INFORMATION SUPPLIED:
____

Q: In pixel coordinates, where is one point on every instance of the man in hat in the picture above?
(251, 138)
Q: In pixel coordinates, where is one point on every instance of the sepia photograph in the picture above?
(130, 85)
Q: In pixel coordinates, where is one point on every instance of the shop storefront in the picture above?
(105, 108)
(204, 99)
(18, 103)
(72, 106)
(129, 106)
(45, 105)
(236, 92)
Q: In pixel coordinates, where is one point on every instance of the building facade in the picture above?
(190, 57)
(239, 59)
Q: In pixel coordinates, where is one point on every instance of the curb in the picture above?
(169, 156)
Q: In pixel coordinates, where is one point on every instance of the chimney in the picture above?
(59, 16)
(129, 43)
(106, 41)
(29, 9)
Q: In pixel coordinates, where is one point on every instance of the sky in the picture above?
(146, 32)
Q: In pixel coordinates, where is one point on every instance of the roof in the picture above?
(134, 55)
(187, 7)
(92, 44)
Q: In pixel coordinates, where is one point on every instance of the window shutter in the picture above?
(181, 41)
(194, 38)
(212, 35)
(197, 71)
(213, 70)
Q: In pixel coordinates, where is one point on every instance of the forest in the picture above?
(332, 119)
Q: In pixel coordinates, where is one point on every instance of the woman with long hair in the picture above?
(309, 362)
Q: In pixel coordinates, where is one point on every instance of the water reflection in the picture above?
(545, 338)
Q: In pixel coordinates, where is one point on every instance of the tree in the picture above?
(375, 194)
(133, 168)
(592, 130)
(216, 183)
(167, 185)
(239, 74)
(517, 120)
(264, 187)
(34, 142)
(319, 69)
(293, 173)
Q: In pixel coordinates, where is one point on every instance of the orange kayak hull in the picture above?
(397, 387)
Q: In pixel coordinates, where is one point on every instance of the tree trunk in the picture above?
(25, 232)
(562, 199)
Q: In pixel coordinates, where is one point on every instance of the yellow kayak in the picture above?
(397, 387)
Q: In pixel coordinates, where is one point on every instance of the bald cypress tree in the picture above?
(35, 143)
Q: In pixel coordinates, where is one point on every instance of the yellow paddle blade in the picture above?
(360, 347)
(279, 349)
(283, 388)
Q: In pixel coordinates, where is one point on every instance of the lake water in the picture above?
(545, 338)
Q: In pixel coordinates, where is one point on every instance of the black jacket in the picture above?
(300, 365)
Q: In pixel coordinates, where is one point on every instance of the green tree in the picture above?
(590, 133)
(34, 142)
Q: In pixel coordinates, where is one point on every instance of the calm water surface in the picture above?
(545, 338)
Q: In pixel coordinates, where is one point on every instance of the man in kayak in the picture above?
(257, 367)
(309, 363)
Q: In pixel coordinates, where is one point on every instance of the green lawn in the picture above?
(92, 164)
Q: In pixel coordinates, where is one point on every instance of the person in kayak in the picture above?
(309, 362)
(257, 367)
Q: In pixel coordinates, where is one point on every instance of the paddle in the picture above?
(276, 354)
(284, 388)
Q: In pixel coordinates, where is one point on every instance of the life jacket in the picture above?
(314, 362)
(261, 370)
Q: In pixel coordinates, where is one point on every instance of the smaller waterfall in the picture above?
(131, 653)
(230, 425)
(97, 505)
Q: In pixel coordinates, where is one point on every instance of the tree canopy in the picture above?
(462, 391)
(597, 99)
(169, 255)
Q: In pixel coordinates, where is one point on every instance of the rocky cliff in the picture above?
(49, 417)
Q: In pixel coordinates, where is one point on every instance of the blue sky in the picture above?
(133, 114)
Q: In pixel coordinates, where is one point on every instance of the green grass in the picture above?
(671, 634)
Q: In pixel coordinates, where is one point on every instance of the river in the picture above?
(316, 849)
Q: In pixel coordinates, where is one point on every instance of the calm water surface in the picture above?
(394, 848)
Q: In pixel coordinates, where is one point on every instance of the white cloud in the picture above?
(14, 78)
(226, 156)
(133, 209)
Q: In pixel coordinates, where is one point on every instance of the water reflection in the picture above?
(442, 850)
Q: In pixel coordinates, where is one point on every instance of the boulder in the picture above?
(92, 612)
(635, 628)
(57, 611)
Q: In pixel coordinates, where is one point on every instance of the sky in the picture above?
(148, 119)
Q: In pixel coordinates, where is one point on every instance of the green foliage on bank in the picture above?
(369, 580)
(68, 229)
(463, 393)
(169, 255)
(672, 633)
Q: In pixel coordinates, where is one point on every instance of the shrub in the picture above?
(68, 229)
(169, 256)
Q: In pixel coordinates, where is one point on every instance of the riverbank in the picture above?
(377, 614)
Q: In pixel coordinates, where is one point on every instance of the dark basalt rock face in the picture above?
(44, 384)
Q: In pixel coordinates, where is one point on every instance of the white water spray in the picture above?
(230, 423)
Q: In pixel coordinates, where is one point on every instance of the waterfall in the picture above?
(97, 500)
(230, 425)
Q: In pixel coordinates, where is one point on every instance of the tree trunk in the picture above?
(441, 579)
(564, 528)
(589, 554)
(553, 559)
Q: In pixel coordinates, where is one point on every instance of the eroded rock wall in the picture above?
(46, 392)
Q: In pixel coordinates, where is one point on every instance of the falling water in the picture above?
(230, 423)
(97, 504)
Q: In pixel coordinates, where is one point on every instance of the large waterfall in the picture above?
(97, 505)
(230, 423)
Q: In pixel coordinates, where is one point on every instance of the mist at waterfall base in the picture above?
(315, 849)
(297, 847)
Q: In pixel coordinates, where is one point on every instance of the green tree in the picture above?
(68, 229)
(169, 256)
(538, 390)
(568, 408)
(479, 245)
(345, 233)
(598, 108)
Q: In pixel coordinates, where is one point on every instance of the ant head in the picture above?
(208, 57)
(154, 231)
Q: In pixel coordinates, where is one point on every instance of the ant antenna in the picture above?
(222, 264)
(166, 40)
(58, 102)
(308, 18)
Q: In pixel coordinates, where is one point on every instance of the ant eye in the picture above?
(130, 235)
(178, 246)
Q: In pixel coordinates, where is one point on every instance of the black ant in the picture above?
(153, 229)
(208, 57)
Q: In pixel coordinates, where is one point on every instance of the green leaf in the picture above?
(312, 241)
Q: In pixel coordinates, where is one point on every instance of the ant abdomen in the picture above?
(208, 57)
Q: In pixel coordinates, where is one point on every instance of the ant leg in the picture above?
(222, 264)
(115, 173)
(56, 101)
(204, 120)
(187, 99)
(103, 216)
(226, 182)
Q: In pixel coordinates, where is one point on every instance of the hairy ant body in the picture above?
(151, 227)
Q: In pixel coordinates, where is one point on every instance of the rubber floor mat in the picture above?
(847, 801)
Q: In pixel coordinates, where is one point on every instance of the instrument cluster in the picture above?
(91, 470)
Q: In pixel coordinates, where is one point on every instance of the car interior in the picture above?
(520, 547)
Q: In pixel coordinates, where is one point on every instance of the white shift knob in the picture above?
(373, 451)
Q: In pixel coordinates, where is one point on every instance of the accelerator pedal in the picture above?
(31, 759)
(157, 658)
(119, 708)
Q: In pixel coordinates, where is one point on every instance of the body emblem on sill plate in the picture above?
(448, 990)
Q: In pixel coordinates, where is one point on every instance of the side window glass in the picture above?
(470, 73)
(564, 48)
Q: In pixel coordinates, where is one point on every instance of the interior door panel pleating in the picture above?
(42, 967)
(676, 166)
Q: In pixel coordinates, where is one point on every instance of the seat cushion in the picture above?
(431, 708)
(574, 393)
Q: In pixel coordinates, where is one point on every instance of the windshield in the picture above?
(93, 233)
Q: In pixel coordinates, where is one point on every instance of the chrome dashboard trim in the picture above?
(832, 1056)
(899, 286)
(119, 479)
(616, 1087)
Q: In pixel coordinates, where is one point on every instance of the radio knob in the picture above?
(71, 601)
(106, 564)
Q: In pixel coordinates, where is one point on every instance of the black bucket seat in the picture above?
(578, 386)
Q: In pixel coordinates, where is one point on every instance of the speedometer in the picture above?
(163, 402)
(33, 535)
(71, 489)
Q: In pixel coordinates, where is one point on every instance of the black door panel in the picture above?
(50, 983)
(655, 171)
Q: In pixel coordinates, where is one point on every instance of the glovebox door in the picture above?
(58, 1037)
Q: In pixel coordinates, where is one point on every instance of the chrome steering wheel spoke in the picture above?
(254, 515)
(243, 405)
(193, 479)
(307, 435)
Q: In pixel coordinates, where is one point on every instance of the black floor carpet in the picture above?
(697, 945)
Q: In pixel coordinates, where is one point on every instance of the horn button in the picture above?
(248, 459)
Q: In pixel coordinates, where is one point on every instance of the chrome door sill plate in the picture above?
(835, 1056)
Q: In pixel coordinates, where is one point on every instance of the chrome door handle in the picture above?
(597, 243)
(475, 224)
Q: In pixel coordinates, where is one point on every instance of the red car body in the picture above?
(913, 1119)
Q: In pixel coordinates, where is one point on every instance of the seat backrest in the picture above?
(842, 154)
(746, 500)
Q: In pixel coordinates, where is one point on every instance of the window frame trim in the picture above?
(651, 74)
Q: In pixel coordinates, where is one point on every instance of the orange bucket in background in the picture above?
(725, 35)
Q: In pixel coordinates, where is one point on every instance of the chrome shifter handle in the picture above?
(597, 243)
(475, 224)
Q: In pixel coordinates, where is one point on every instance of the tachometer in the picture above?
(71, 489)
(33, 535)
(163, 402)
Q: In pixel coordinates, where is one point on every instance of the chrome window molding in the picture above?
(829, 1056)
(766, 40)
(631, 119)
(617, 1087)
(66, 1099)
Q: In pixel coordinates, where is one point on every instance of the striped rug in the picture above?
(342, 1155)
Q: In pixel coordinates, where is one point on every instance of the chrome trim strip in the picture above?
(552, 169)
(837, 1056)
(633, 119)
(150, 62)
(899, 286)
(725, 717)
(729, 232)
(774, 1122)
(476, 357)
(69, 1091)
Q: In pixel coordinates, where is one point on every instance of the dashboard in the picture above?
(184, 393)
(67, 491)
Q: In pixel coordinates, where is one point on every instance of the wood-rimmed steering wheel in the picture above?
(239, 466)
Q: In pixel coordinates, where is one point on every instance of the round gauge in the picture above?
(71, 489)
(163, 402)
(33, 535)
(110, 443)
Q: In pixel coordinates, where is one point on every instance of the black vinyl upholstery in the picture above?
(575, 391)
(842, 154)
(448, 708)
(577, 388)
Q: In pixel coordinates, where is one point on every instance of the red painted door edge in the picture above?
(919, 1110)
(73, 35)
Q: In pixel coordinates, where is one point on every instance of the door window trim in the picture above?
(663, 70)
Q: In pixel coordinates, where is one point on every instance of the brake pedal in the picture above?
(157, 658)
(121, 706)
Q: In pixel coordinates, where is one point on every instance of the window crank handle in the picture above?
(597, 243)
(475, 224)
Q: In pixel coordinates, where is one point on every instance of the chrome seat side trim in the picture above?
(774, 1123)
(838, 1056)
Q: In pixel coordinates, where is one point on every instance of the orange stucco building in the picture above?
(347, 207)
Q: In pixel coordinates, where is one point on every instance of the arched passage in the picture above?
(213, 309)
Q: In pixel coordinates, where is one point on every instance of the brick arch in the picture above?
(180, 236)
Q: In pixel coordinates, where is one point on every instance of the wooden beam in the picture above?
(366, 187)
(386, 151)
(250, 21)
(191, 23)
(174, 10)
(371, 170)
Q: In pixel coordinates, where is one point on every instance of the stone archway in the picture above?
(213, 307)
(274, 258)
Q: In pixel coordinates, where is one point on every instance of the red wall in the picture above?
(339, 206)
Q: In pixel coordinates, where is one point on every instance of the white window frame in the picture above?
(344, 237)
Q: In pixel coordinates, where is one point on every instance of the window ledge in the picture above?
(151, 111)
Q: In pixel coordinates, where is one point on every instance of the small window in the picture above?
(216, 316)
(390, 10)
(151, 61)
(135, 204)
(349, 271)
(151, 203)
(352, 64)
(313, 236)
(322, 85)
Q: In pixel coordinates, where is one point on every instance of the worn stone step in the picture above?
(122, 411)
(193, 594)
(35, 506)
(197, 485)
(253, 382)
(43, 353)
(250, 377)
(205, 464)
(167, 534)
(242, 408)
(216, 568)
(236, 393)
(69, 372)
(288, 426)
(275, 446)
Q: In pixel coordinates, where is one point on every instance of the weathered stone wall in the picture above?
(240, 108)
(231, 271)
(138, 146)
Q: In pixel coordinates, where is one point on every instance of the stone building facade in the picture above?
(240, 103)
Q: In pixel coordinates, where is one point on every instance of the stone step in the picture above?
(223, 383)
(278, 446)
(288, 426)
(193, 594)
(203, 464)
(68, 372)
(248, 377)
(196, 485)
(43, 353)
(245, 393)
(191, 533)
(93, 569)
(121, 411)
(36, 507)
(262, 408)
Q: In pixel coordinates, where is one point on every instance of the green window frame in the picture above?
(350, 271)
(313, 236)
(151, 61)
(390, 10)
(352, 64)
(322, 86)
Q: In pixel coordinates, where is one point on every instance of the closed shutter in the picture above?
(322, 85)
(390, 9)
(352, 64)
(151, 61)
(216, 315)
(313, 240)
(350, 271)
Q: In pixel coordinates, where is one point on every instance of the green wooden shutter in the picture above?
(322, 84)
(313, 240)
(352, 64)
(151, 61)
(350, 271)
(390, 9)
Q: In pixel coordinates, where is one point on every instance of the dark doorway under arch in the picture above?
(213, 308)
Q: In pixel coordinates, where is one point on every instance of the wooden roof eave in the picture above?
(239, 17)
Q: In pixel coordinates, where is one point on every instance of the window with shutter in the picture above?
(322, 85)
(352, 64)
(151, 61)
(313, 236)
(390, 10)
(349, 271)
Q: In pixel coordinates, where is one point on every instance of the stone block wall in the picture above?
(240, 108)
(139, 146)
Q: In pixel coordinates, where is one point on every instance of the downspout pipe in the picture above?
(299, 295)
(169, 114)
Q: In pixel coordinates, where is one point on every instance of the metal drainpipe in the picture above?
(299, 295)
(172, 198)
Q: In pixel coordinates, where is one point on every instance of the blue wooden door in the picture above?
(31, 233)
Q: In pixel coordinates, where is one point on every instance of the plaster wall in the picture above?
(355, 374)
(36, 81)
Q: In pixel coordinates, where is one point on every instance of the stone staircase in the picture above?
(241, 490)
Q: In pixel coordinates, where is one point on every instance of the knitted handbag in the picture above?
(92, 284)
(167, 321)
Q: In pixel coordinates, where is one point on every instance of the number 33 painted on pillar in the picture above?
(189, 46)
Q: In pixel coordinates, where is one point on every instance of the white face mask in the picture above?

____

EXERCISE DESCRIPTION:
Your task is to retype, exactly and only, the lines from the one with "wooden door in the picture above?" through the final line above.

EXERCISE RESULT:
Q: In pixel coordinates, where is one point on every instance of the blue wooden door in the picture above?
(31, 233)
Q: In pixel coordinates, where is one point on every instance of the plaster wall in the picture above?
(355, 374)
(36, 81)
Q: In pixel coordinates, where is one point on every instance of the stone staircase in the picture above?
(241, 490)
Q: In pixel coordinates, where is one point on every instance of the knitted handbag in the picture above?
(92, 284)
(167, 321)
Q: In pixel coordinates, where is one point on every instance of the number 33 painted on pillar in the picture above?
(189, 46)
Q: In pixel coordinates, where is one point on every instance of the white face mask in the picture above?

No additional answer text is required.